> _What is asked_
Rewrite everything from the line containing "Batch processing job — object class: green trash" down to the line containing "558 225 587 261", replacing "trash bin" with "garbage can" and leaving the rest unchanged.

-- START OF Supplied material --

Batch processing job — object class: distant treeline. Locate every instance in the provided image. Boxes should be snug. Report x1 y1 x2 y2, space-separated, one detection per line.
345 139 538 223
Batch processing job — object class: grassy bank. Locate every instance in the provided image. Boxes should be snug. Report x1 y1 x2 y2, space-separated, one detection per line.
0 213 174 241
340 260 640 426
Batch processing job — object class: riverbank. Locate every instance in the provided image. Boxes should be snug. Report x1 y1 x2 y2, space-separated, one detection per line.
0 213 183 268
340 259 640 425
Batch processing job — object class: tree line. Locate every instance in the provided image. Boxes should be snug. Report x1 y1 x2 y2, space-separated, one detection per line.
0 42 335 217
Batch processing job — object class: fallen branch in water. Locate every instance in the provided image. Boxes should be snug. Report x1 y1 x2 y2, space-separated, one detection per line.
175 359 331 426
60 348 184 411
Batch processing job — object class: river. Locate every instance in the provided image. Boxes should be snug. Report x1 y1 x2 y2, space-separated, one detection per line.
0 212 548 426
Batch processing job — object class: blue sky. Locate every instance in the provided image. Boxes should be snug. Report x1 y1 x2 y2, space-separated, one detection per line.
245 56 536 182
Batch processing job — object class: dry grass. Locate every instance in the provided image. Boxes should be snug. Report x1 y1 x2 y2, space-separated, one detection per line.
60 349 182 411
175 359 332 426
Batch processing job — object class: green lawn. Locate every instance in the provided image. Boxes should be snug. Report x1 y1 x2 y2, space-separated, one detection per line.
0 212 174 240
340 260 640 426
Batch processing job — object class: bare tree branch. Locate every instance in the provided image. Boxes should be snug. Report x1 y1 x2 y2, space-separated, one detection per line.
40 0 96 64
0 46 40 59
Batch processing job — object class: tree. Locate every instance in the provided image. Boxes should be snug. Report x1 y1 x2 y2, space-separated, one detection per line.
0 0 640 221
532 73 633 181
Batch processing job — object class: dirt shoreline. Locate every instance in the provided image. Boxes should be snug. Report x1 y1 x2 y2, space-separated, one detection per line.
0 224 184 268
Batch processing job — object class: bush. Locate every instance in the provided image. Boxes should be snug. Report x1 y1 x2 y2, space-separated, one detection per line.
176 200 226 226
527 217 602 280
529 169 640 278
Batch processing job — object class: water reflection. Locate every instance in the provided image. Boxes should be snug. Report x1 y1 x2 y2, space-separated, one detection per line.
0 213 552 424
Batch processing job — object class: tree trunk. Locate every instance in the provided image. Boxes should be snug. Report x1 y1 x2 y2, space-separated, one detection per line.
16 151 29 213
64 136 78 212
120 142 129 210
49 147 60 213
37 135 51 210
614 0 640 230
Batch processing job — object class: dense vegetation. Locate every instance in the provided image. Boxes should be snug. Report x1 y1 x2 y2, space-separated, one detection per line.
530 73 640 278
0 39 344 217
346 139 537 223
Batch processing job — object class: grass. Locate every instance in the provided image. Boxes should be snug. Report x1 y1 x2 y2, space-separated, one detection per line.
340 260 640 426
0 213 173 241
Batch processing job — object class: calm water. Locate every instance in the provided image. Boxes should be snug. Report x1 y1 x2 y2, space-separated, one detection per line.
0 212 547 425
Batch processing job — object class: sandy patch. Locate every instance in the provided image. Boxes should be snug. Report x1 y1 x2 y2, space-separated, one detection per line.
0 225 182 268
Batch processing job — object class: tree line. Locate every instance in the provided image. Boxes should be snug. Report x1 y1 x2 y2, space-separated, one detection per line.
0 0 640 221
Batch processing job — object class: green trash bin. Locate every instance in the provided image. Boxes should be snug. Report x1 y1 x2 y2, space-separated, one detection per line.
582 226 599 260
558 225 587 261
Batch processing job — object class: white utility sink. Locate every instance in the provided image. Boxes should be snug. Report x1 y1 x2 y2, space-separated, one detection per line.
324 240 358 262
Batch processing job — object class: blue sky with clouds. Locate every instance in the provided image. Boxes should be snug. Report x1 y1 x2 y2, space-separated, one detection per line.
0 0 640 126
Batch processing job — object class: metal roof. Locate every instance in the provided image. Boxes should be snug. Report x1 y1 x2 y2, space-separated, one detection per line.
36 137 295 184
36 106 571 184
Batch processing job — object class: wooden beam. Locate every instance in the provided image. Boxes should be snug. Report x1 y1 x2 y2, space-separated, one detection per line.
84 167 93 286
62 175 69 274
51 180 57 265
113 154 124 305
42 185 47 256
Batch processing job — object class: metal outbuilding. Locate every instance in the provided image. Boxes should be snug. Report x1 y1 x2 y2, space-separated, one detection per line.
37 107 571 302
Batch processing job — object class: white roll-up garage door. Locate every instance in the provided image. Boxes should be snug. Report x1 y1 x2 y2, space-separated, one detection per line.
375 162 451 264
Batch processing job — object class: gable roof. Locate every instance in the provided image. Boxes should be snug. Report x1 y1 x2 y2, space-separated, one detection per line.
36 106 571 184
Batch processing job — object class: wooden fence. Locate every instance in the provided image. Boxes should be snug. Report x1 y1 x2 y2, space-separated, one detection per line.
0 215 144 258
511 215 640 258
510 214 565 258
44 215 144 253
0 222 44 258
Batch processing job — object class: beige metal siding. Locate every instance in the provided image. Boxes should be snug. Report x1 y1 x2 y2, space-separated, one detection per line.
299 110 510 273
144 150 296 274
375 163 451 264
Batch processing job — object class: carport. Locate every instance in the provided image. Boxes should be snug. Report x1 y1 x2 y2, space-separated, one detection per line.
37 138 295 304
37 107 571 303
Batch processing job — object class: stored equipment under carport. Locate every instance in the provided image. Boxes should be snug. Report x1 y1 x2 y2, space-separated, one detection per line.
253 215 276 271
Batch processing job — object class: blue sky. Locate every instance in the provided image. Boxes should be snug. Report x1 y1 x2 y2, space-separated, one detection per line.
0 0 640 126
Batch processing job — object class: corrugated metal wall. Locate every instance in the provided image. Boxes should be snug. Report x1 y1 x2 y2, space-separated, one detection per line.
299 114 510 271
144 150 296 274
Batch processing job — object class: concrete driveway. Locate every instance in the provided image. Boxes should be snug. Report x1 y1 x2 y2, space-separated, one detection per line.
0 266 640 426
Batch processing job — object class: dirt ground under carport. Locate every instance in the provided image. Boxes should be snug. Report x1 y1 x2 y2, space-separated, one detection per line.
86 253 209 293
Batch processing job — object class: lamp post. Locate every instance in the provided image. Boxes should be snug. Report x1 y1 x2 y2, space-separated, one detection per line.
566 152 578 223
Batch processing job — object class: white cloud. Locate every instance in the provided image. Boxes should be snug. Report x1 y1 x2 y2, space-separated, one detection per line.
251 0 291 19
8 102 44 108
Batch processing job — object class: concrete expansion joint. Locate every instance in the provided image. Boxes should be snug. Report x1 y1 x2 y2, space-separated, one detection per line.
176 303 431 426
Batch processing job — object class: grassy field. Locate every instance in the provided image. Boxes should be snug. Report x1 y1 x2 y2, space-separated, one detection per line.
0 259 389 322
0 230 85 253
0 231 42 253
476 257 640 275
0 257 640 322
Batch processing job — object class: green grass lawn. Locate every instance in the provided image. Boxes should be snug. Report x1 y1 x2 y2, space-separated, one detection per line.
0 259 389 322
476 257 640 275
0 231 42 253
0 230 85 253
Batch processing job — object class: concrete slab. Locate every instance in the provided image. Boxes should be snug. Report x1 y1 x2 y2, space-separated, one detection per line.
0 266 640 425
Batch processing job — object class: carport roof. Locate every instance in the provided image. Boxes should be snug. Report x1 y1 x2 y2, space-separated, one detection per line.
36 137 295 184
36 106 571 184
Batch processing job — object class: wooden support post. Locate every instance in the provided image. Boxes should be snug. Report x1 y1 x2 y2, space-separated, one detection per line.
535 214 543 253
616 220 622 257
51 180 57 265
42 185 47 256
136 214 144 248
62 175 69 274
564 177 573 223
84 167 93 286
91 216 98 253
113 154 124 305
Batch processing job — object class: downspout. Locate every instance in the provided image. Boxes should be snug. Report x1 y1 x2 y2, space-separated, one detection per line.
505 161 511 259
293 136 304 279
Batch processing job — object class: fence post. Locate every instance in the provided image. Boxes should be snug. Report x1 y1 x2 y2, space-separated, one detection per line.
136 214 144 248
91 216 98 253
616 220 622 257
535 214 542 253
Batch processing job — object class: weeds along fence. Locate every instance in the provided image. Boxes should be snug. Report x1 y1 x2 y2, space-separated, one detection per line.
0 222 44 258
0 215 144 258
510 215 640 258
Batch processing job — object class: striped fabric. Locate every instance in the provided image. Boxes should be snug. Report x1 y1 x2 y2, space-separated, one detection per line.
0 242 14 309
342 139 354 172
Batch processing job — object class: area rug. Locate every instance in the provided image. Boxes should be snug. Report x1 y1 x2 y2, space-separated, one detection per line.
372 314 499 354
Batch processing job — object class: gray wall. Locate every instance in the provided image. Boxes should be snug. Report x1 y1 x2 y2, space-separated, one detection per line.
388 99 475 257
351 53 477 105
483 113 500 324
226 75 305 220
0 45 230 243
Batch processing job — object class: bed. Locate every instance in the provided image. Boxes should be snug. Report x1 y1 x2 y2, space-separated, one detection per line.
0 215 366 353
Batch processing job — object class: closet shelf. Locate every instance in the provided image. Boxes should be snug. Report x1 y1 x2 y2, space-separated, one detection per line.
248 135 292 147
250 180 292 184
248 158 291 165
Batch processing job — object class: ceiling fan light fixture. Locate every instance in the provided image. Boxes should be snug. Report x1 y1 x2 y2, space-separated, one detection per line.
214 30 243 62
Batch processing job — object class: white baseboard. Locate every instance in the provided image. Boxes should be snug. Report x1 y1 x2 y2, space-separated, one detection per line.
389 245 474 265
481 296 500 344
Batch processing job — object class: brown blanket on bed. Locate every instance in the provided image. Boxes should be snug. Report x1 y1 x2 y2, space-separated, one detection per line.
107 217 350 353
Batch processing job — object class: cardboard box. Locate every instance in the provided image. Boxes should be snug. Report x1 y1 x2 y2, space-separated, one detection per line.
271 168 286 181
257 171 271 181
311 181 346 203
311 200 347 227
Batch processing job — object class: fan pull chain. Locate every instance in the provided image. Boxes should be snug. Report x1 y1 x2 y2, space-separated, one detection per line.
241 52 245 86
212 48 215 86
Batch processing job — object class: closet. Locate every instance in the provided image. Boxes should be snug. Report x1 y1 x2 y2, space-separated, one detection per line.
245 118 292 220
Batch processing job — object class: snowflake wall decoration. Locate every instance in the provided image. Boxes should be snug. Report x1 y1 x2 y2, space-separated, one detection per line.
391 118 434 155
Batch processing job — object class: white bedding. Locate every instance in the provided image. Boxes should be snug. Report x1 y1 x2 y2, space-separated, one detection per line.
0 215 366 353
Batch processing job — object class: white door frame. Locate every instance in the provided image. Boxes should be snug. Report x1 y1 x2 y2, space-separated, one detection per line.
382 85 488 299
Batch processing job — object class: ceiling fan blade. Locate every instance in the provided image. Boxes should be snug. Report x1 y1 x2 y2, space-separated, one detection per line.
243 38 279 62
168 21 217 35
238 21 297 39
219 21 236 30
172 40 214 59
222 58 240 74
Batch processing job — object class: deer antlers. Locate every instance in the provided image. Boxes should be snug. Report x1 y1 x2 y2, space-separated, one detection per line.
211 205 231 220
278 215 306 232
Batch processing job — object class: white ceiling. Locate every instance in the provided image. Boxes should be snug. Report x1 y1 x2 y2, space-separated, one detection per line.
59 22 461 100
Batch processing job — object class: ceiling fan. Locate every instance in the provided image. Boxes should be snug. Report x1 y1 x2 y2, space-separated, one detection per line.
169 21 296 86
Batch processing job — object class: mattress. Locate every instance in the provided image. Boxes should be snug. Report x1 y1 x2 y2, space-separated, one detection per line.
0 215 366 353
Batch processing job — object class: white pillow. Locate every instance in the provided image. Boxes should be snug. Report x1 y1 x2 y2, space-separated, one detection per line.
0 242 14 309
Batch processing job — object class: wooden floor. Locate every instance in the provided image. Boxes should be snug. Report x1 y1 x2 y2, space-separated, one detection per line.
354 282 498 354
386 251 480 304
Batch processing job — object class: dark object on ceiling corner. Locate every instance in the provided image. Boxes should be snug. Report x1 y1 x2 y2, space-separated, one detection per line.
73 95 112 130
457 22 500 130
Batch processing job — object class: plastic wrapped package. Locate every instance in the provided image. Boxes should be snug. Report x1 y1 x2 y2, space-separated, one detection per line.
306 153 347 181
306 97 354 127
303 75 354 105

-- END OF Supplied material --

> _Completed exercise_
Batch processing job — object class: green garbage can. Locate every instance in the provided image. Boxes should be snug. Report x1 y1 x2 y2, space-separated, one detection per line.
582 226 599 260
558 225 587 261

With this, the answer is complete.